> [Given instruction a] Below the text you will find a set of rows. Copy, unchanged, the stretch from the line containing "Phrase -- tree" through the end of the rows.

> [Page excerpt]
────────────────────────────────────────

Johannes von Gumpach () (1814–1875) was a German-born Englishman who was hired in China to teach astronomy and mathematics.

Von Gumpach was born in Fedderwarden nearby Wilhelmshaven on 7 May 1814 as Johannes Grumbrecht. By 1841 he was recorded as living in the parish of St James, Clerkenwell, in London. In England he adopted the first name Theodor, and in October 1842 he married Jane Willbraham Edwards in Cheltenham, Gloucester, England. While in the employ of the bank Huth & Co he was arrested for embezzlement and sentenced to seven years' exile. He and his wife arrived in Nuremberg on 5 September 1844 using the assumed name "Baron" Johannes von Gumpach. In 1860 he was living in Munich, and from 1860 to 1865 lived in Guernsey in the British Channel Islands, where he wrote copiously to the British astronomical establishment claiming that Newton's "erring imagination" and the acceptance that the Earth was oblate was the cause of maritime disasters. He published scientific writings as a "private scholar".

────────────────────────────────────────

> [Supplied material]
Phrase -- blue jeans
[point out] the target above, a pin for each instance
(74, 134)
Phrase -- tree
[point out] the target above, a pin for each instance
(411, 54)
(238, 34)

────────────────────────────────────────

> [Given instruction b]
Answer these questions using the passage on Johannes von Gumpach:
(i) Under what name was he born?
(ii) In what town did he marry Jane Willbraham Edwards?
(iii) On what date did he and his wife arrive in Nuremberg?

> [Exercise response a]
Phrase -- tree
[point out] the target above, a pin for each instance
(411, 54)
(238, 34)

> [Exercise response b]
(i) Johannes Grumbrecht
(ii) Cheltenham
(iii) 5 September 1844